Questões de estudo:
1) Segundo a entrevista sobre transição de gênero, como as pessoas conheceram MB inicialmente?
2) Reescreva em forma de lista o parágrafo da entrevista sobre transição de gênero que começa com "Ah, com certeza", mantendo os fatos principais.
3) Liste todas as expressões figuradas que MB usa na entrevista sobre transição de gênero para descrever a própria transição.

Trecho do documento:
• • • •
H: Como foi lidar com o processo da transição de gênero sabendo que é uma pessoa pública, com fãs e seguidores, tendo que apresentar uma nova versão de você?

MB: Ainda estou lidando, né? As pessoas me conheceram como uma pessoa queer, uma drag queen, então é um desafio me definir como travesti nesse retorno. Mas acho que estou sendo super bem recebida e quem me conhece desde o início não se espantou. A forma como eu sempre me expressei foi muito natural pra mim, tanto transicionar como estar vivendo como a Mia, em full time.

H: Acha que ter começado como drag queen e criado inicialmente a “personagem” Mia te ajudou a chegar nessa conclusão de transição e te deixar mais à vontade como uma figura feminina?

MB: Ah, com certeza. Foi durante esse processo que eu me entendi e comecei a me questionar comigo mesma. “Poxa, me sinto mais realizada estando de tal maneira do que vivendo como menino.” E isso era algo que já me pegava muito, porque nunca me sentia entendida nas minhas relações. Não conseguia gostar de mim mesma. Então, a transição foi uma virada de chave pra eu me descobrir e voltar a me amar assim. É fundamental gostarmos de nós mesmas, né?

H: Como já dizia RuPaul, “se você não se amar, como vai amar outra pessoa”.

MB: E isso reflete muito, né? Quando você está bem consigo mesma, resolvida… Lembro que era uma pessoa muito insegura. Não que hoje eu seja tão confiante, mas até a forma como eu me apresentava tinha muito a ver com isso de eu não externalizar o que eu já era por dentro. A transição veio como um desabrochar. A lagarta virou uma borboleta.

H: É ótima essa metáfora porque dá pra ver na cara da pessoa como ela se sente diferente.
• • • •
Dados fornecidos:
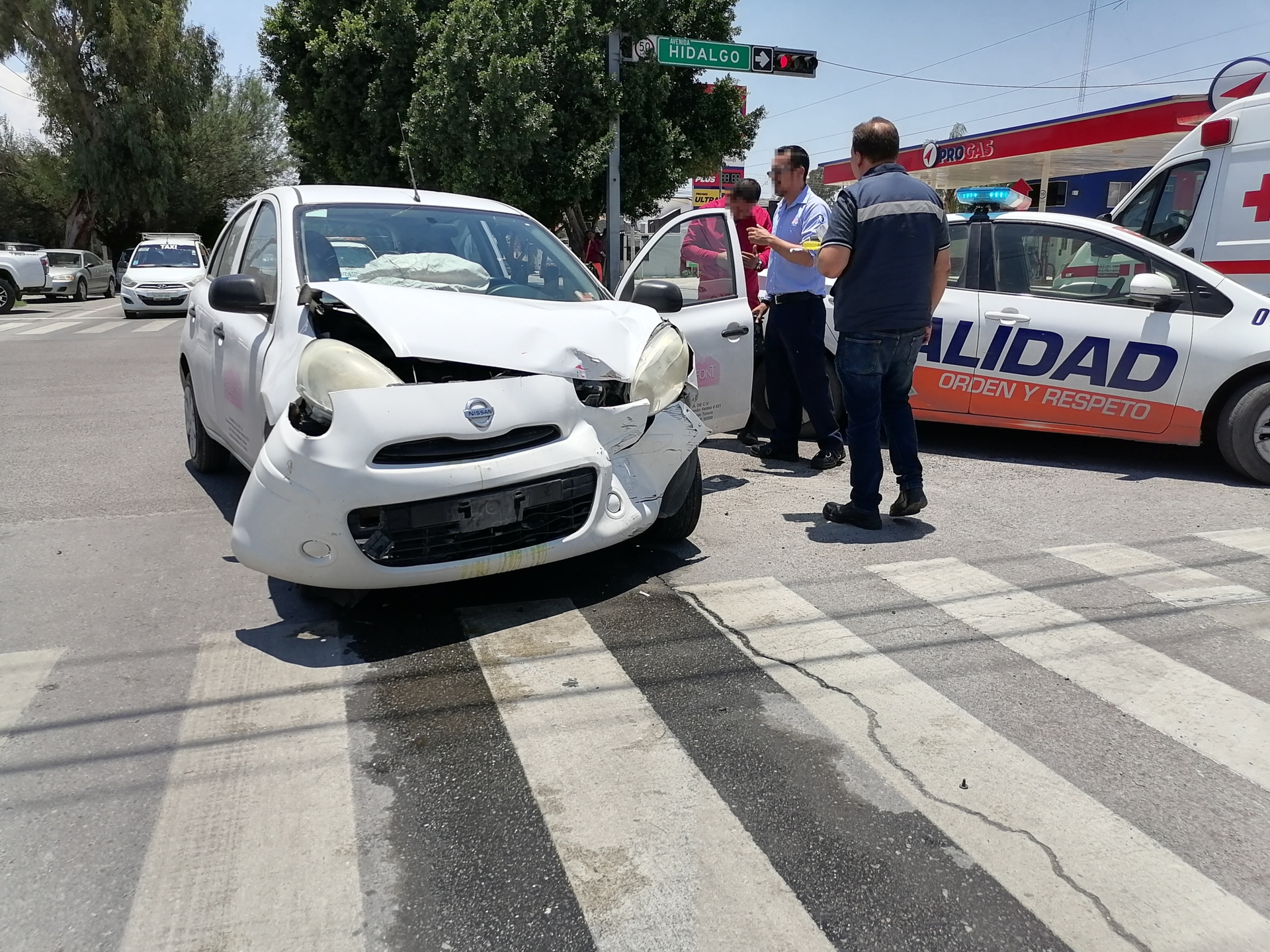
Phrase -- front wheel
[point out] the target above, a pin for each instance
(205, 452)
(675, 528)
(1244, 430)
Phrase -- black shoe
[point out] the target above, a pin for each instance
(828, 459)
(910, 502)
(766, 452)
(849, 514)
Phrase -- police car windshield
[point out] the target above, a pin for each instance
(165, 257)
(441, 249)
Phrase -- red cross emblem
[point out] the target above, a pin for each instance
(1260, 200)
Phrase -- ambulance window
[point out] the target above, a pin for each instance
(959, 248)
(1054, 262)
(1177, 201)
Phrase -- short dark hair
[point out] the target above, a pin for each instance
(876, 140)
(798, 157)
(748, 190)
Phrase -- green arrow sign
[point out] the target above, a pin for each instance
(702, 54)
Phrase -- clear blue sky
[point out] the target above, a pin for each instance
(1134, 42)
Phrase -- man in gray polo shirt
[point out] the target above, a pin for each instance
(888, 248)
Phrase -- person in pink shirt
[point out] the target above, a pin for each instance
(706, 245)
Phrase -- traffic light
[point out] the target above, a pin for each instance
(794, 63)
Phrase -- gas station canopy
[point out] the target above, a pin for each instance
(1124, 138)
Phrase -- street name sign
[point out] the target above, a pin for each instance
(702, 54)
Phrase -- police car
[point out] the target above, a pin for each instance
(1075, 325)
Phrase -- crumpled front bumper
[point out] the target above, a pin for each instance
(302, 488)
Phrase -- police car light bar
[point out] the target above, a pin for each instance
(997, 197)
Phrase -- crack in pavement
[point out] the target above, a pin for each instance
(1054, 863)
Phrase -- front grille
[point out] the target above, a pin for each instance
(161, 301)
(468, 526)
(443, 450)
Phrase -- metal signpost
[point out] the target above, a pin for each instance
(694, 55)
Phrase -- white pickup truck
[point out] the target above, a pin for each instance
(21, 272)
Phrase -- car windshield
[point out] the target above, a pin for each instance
(165, 257)
(441, 249)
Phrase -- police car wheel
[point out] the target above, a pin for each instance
(1244, 430)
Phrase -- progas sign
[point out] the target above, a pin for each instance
(934, 154)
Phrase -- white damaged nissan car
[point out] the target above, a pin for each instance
(466, 397)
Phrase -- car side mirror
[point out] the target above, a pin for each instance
(238, 294)
(1151, 288)
(662, 296)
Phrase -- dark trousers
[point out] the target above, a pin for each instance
(795, 375)
(876, 372)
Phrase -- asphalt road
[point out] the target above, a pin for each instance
(1033, 719)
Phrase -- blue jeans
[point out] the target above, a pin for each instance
(876, 371)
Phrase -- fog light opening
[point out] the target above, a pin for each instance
(316, 549)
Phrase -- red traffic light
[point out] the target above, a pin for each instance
(795, 63)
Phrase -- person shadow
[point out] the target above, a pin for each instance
(900, 530)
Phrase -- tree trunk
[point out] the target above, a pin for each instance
(79, 221)
(575, 226)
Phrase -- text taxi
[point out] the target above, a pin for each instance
(1060, 323)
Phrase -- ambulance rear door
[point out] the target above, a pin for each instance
(1238, 235)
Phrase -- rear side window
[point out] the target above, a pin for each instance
(222, 262)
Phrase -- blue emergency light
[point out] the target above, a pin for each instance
(994, 198)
• • • •
Respostas numeradas:
1) Como uma pessoa queer, uma drag queen.

2)
- MB se entendeu e começou a se questionar durante o processo de criar a Mia como drag queen.
- Percebeu que se sentia mais realizada assim do que vivendo como menino.
- Nunca se sentia entendida nas suas relações e não conseguia gostar de si mesma.
- A transição foi uma virada de chave para se descobrir e voltar a se amar.
- Considera fundamental gostarmos de nós mesmas.

3)
- virada de chave
- desabrochar
- a lagarta virou uma borboleta